* [Your goal]
Rescale the records from the line that contains "sweatshirt in this photo." through the line that contains "Target: person in black jacket", both included, and write out only those lines with the requests kept. Multiply every point coordinate in the answers by 0.65 and round each to a whole number, with halves rounded up.

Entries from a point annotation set
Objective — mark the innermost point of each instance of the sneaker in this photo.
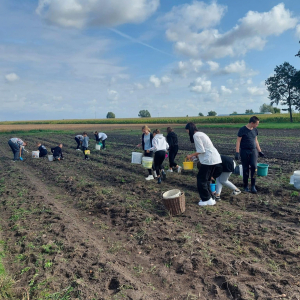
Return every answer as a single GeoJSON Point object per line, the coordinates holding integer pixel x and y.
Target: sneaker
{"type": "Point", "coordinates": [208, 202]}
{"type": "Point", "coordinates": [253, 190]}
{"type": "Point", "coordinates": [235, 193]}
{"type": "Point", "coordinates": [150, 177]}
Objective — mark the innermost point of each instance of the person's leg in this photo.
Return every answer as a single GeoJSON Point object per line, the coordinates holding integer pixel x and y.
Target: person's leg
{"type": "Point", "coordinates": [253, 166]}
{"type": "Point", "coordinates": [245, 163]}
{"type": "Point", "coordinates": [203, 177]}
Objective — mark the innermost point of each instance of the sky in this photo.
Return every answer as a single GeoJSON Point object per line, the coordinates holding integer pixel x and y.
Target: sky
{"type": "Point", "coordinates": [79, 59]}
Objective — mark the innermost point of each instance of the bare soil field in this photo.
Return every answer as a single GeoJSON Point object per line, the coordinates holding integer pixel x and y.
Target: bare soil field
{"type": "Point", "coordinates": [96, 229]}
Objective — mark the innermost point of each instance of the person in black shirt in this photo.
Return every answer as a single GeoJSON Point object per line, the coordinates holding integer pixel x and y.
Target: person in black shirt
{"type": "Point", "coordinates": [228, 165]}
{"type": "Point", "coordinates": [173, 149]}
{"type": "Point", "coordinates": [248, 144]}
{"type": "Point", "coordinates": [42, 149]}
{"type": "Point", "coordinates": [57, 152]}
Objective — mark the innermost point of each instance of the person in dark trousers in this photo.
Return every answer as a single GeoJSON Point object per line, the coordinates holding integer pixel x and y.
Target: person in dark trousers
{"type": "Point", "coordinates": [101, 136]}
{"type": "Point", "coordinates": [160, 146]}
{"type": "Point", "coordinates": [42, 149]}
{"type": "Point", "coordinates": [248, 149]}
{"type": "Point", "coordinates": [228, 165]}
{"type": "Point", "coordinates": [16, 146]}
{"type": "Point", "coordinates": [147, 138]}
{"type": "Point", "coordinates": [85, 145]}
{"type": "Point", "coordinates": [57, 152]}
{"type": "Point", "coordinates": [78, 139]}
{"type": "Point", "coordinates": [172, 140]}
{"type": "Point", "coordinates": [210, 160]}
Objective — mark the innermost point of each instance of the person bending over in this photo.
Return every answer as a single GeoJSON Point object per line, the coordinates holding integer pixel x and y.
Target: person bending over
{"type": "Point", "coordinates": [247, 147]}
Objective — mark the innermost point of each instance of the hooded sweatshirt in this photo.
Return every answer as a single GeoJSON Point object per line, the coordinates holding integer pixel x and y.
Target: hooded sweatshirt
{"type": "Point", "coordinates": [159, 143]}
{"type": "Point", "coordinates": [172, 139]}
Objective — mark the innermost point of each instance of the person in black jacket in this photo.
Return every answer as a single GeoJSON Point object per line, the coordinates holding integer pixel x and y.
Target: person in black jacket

--

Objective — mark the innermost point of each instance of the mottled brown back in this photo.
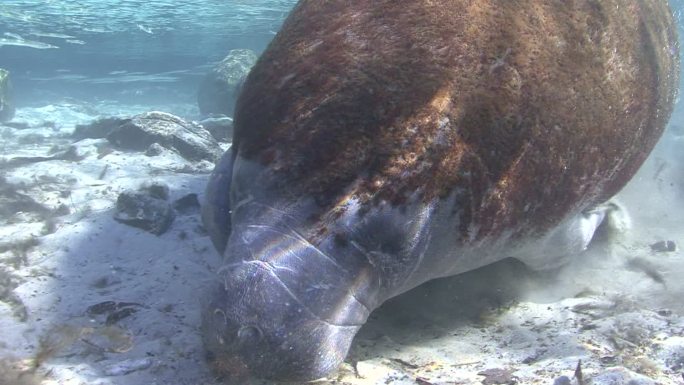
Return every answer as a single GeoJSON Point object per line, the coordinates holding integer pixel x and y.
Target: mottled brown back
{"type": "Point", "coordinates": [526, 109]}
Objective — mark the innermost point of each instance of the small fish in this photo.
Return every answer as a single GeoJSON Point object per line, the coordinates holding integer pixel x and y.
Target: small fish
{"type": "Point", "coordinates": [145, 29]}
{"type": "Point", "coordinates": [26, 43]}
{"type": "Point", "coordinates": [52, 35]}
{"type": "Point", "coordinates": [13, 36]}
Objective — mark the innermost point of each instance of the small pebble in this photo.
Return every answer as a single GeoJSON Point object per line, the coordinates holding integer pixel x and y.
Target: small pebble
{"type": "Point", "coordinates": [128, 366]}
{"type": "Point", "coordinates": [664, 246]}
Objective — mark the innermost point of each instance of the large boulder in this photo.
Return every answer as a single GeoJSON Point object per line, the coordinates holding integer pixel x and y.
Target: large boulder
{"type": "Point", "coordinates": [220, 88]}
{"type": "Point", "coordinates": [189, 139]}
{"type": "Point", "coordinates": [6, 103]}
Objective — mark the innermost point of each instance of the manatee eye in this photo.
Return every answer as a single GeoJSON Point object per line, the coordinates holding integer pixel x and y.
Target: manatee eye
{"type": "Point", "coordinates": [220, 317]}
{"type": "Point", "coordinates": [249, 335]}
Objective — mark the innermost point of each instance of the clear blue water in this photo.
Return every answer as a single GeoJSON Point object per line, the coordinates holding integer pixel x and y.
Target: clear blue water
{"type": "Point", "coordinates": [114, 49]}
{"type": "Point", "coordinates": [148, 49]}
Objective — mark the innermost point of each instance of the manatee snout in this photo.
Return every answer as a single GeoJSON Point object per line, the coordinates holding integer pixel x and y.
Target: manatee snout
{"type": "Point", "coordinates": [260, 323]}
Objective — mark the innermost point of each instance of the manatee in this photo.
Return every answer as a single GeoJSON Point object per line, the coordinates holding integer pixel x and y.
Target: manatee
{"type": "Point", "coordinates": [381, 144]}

* [Answer to this exercise]
Objective — mark the innermost point of each instance of the hooded sweatshirt in this photo.
Return every answer as a single GeoJSON Point object per line, the coordinates holding integer pixel x and y.
Target: hooded sweatshirt
{"type": "Point", "coordinates": [103, 93]}
{"type": "Point", "coordinates": [112, 90]}
Objective — mark the innermost point of each instance of the person in black jacket in this photo.
Return every answer as a single GeoJSON Point object per line, the coordinates holding integer pixel x and y.
Target: person in black jacket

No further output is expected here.